[Stored entries]
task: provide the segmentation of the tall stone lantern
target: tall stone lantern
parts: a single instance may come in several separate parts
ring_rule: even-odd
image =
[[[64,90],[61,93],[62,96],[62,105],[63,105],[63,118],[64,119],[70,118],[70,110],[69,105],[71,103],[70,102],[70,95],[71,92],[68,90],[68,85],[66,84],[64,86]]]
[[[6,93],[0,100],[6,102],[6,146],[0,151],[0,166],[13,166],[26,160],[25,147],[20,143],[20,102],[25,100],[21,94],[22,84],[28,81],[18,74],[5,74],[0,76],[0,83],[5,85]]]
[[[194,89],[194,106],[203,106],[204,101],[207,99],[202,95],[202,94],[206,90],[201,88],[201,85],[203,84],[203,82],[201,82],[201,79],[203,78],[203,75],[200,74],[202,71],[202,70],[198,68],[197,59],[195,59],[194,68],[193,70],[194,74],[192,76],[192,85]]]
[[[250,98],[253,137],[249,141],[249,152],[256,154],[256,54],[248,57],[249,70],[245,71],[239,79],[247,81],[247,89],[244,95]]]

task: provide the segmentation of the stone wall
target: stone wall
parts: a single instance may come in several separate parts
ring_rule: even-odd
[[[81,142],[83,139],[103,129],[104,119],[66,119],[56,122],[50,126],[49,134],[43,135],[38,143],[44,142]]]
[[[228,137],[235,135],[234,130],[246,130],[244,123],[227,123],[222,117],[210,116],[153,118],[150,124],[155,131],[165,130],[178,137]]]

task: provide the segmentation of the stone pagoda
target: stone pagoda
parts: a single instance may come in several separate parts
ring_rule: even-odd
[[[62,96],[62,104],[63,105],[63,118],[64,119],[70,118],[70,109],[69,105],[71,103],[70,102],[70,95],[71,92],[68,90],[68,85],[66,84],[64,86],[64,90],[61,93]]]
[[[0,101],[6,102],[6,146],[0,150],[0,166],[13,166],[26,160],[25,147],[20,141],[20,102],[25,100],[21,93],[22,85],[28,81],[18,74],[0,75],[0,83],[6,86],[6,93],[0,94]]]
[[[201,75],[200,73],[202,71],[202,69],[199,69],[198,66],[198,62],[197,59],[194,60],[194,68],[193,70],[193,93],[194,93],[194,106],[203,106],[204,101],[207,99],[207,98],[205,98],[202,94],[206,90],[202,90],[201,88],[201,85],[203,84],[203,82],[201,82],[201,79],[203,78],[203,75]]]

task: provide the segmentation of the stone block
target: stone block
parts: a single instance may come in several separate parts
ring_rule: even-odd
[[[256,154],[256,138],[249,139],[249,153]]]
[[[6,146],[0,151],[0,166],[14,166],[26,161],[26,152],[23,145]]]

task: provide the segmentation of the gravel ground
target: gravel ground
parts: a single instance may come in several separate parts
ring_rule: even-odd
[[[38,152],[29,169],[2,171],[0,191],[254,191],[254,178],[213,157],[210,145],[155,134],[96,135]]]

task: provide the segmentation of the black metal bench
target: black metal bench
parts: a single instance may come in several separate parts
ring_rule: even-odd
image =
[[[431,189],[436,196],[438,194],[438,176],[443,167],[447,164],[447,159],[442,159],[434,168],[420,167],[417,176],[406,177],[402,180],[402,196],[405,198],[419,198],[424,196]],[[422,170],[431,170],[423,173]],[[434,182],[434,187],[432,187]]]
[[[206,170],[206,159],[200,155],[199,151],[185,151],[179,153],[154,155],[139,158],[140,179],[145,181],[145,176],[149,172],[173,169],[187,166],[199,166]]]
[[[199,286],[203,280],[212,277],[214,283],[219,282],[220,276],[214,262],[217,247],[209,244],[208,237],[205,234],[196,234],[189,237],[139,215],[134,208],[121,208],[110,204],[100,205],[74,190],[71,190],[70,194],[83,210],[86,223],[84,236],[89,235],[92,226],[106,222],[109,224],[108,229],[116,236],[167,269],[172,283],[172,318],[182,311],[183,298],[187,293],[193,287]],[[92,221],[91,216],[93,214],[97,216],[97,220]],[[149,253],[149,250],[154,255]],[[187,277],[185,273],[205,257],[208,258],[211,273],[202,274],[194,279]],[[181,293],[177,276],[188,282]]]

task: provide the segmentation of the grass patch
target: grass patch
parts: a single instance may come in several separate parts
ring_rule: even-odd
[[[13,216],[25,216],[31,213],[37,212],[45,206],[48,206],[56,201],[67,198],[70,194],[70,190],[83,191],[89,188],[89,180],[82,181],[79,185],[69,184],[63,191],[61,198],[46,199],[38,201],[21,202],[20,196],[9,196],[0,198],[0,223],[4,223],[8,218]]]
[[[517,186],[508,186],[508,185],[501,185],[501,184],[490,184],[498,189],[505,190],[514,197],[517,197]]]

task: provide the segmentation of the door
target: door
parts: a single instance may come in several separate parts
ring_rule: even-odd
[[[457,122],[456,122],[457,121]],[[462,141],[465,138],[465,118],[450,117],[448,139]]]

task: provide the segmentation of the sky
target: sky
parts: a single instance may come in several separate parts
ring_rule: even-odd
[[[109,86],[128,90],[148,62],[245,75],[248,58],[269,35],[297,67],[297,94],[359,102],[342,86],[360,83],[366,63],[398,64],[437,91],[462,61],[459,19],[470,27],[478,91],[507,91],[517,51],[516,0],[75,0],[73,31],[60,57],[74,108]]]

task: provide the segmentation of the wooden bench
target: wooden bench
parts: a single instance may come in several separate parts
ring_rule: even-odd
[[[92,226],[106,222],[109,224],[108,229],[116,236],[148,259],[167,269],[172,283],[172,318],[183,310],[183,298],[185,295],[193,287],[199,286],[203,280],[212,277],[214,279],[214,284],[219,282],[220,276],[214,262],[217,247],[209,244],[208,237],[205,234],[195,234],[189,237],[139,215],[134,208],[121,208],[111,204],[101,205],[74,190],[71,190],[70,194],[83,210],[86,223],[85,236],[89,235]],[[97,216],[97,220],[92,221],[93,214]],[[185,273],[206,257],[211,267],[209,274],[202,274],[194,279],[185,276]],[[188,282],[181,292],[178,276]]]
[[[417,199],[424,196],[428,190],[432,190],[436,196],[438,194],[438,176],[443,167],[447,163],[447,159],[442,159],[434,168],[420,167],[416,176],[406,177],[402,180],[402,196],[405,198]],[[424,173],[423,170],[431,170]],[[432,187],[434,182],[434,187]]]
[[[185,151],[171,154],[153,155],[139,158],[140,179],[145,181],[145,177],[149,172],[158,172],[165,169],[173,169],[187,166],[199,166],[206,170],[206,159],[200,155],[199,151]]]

*Work to complete*
Extract the lines running from the one containing "task: provide the segmentation of the wooden" through the end of the records, both ends included, and reproduce them unchanged.

*Exercise output*
task: provide the segmentation of the wooden bench
target: wooden bench
parts: a single instance may come in several separate parts
ring_rule: even-odd
[[[92,226],[106,222],[109,224],[108,229],[116,236],[148,259],[167,269],[172,283],[172,318],[183,310],[183,298],[185,295],[193,287],[199,286],[203,280],[212,277],[214,279],[214,284],[219,282],[220,276],[214,262],[217,247],[209,244],[208,237],[205,234],[195,234],[189,237],[139,215],[134,208],[121,208],[111,204],[101,205],[74,190],[71,190],[70,194],[83,210],[86,223],[85,236],[89,235]],[[97,216],[97,220],[92,221],[93,214]],[[185,273],[206,257],[211,267],[209,274],[202,274],[194,279],[185,276]],[[188,282],[181,292],[178,276]]]
[[[417,199],[424,196],[428,190],[432,190],[436,196],[438,194],[438,176],[443,167],[447,163],[447,159],[442,159],[434,168],[420,167],[416,176],[406,177],[402,180],[402,196],[405,198]],[[424,173],[423,170],[431,170]],[[432,187],[434,182],[434,187]]]
[[[185,151],[171,154],[153,155],[139,158],[140,179],[145,181],[145,177],[149,172],[158,172],[165,169],[173,169],[187,166],[199,166],[206,170],[206,159],[200,155],[199,151]]]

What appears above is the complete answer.